Stored data
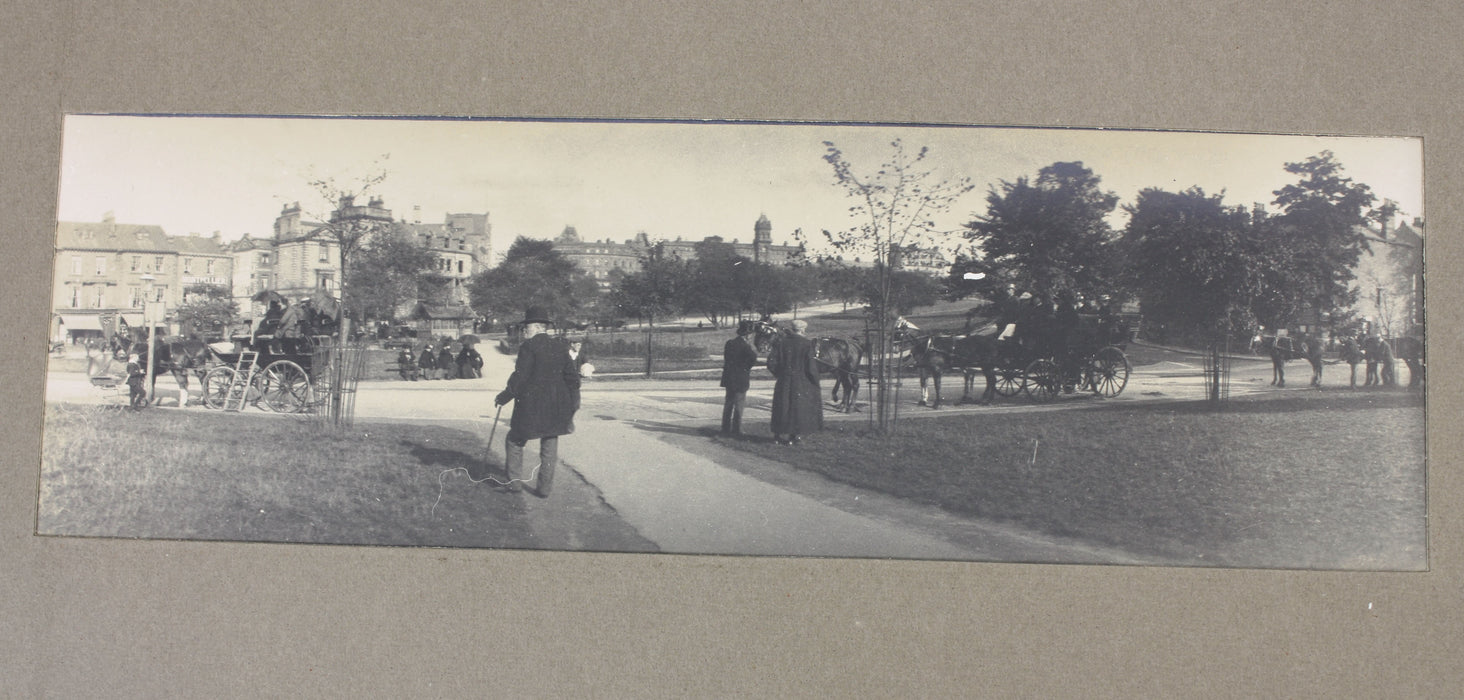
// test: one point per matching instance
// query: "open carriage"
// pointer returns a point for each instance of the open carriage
(1063, 358)
(278, 365)
(267, 372)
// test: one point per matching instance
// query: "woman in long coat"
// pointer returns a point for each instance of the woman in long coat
(428, 360)
(797, 399)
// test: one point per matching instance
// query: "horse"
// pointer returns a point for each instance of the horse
(835, 356)
(1410, 350)
(1290, 347)
(1379, 362)
(936, 353)
(1352, 353)
(173, 353)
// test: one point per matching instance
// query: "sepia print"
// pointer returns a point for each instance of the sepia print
(754, 339)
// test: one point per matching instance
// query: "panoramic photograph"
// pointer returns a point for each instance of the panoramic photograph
(858, 340)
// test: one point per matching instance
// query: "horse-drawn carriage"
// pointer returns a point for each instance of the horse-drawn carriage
(1043, 360)
(277, 369)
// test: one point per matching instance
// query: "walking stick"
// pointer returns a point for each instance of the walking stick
(491, 431)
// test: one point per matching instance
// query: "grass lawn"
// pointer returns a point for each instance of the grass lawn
(1319, 479)
(233, 476)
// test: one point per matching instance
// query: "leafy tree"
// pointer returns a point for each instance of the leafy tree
(390, 271)
(841, 281)
(207, 311)
(1321, 233)
(346, 226)
(1192, 262)
(655, 290)
(713, 281)
(1051, 233)
(532, 274)
(893, 208)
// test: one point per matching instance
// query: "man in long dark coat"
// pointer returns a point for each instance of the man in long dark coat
(738, 358)
(546, 388)
(797, 400)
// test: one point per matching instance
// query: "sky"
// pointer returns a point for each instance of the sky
(614, 179)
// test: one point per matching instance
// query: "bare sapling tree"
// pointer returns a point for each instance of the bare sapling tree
(895, 211)
(349, 226)
(349, 223)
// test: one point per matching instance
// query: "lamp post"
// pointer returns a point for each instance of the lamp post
(147, 318)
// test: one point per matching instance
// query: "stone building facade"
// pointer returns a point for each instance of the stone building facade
(100, 273)
(602, 258)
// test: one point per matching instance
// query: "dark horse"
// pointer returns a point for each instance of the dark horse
(1379, 362)
(1410, 350)
(936, 353)
(172, 353)
(835, 356)
(1291, 347)
(1352, 353)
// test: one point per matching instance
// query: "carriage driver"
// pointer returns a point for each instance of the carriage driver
(1007, 311)
(545, 388)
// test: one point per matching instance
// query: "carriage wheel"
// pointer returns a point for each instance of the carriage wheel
(1043, 381)
(217, 385)
(286, 387)
(1108, 372)
(1010, 381)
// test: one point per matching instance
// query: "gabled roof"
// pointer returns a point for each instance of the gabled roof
(110, 236)
(309, 230)
(199, 245)
(442, 312)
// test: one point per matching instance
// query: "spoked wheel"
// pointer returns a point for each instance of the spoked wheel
(1043, 381)
(1108, 372)
(1010, 381)
(218, 385)
(284, 387)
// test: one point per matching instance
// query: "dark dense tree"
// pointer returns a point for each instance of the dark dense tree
(1192, 262)
(207, 311)
(1321, 233)
(1051, 233)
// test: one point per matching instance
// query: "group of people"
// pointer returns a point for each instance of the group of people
(797, 397)
(467, 363)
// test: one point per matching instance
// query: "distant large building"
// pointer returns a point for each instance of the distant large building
(600, 258)
(100, 273)
(303, 257)
(1390, 280)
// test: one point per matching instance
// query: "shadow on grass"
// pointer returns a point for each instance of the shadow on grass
(675, 429)
(1328, 400)
(450, 459)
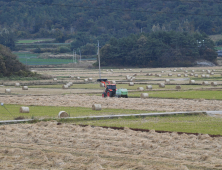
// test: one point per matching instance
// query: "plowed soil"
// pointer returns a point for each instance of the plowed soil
(46, 145)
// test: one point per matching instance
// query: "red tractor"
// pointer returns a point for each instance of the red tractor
(110, 90)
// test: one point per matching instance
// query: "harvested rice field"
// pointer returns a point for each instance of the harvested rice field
(47, 145)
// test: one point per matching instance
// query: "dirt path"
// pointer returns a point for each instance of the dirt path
(120, 103)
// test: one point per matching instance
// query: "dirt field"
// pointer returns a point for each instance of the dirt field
(46, 145)
(120, 103)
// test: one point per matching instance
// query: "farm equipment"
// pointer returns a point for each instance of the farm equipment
(111, 90)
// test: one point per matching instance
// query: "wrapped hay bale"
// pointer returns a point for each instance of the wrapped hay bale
(167, 81)
(24, 109)
(213, 83)
(65, 86)
(96, 107)
(178, 87)
(131, 84)
(63, 114)
(140, 88)
(24, 87)
(205, 83)
(192, 82)
(17, 84)
(149, 87)
(102, 85)
(162, 85)
(7, 91)
(144, 95)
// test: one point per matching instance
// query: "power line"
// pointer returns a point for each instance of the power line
(117, 9)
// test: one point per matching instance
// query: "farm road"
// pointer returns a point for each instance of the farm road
(150, 104)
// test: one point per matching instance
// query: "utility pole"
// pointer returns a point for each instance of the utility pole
(99, 61)
(75, 56)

*Aim of the task:*
Select and copy every line of the items above that contains the word "bare". Case counts.

*Solution:*
// query: "bare sapling tree"
// pointer returns a point for each instance of the bare sapling tree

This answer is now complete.